Reproduce the entries below character for character.

Stored data entries:
-- Opening Marker --
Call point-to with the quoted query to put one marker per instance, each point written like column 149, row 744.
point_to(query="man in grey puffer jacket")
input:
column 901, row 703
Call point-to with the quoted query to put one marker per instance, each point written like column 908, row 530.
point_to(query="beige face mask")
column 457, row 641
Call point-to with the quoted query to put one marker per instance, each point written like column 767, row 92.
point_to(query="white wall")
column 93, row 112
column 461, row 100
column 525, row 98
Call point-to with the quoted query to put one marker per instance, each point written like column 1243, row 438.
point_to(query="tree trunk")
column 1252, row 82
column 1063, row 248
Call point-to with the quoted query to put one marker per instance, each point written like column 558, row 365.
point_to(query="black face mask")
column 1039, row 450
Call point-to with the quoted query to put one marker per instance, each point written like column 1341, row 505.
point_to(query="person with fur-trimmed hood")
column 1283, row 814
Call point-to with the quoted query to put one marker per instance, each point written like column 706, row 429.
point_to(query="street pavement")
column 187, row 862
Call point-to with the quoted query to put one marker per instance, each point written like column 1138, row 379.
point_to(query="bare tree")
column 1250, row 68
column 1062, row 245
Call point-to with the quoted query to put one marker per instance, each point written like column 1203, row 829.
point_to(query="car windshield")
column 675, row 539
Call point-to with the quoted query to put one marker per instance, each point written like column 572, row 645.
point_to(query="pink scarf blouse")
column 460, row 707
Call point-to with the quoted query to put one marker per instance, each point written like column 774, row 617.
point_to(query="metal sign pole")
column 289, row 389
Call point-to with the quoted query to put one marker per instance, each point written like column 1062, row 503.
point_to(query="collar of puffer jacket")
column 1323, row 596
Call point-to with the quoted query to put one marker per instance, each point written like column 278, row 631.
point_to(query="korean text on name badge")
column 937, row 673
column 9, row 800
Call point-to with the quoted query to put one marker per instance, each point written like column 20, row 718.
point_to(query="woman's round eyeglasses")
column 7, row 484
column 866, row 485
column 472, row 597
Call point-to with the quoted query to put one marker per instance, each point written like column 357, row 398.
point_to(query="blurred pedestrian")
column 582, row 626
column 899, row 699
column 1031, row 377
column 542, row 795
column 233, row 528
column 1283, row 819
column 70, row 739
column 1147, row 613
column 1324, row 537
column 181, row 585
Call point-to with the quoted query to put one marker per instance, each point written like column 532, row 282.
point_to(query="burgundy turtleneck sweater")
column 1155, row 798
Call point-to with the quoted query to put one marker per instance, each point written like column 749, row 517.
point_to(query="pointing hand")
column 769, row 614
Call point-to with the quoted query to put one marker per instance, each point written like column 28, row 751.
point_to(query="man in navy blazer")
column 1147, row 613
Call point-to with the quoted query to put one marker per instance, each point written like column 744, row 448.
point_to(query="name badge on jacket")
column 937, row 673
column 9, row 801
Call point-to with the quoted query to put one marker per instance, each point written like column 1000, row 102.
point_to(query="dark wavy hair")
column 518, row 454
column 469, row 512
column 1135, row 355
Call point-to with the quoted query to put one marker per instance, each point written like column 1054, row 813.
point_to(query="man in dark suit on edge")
-- Closing Marker --
● PROBLEM SOLUTION:
Call point-to with the quoted query to put one marker per instance, each point written like column 149, row 744.
point_to(query="man in grey puffer jacket")
input:
column 901, row 703
Call point-to with the quoted query to put one marker per instance, each point written like column 908, row 530.
point_to(query="beige face mask")
column 457, row 641
Call point-to with the quoted query to put one marker per instance, each point written like column 767, row 92.
point_to(query="white wall")
column 93, row 112
column 461, row 100
column 525, row 98
Call point-to with the quoted query to put one marker per instance, each point written like column 1243, row 438.
point_to(query="tree trunk")
column 1252, row 82
column 1063, row 248
Call point-to with the quoted query to put one marker per instance, each point written like column 558, row 365.
point_to(query="black face mask")
column 1039, row 450
Call point-to with the quoted query to put one marker per instance, each point written like column 1341, row 505.
point_to(query="person with fur-trimmed hood")
column 1283, row 814
Call point-to with the quoted query to put one marker per instance, each point written like column 706, row 429.
point_to(query="street pavement")
column 187, row 862
Call point-to with the quoted query to put one marker per instance, each point written like column 1138, row 379.
point_to(query="bare tree")
column 1250, row 68
column 1062, row 245
Call point-to with the quoted query to put one marker per instance, each point written like column 1203, row 829.
point_to(query="car windshield")
column 675, row 539
Call point-to with the quoted query to put one marker per instance, each point written like column 572, row 645.
point_to(query="pink scarf blouse")
column 460, row 707
Call point-to with the quoted query to put one marker per instance, each point written like column 774, row 617.
point_to(query="metal sign pole")
column 289, row 389
Call point-to with the quoted query to put one marker per instance, each point written like column 1062, row 503.
point_to(query="collar of puffer jacket")
column 1323, row 596
Call point-to with the quoted query to put one marker per instance, each point written like column 278, row 631.
point_to(query="korean text on name badge")
column 937, row 673
column 9, row 800
Call point-to with the quoted query to put one marker per instance, each point written like column 20, row 718.
point_to(query="woman's round eyeglasses")
column 7, row 484
column 866, row 485
column 472, row 597
Call point-to with the quoted query to put one marker per instance, each point written like column 357, row 398.
point_to(query="blurred pedestrian")
column 582, row 626
column 899, row 699
column 1031, row 377
column 542, row 795
column 233, row 528
column 1283, row 819
column 70, row 739
column 1147, row 613
column 1324, row 537
column 181, row 585
Call point-to with the quoted query to put one marker per instance, each point written like column 532, row 282.
point_to(query="burgundy turtleneck sweater")
column 1155, row 798
Call point-to with the quoted query to put one marker per instance, each point written like column 749, row 517.
point_to(query="pointing hand")
column 769, row 614
Call point-to with the quoted query to put one marker per instance, each point written like column 28, row 751.
point_to(query="man in navy blazer")
column 1147, row 613
Call point-to with the quoted query to put one marker per instance, each point written like column 744, row 448.
point_to(query="name badge on jacket")
column 937, row 673
column 9, row 801
Call point-to with the quoted query to put one marker per instance, each point written like column 1000, row 102.
point_to(query="dark wavy hair")
column 518, row 454
column 469, row 512
column 1135, row 355
Call point-to with the quoted query to put one marker per instance, each point written like column 1054, row 813.
point_to(query="man in dark suit on edge")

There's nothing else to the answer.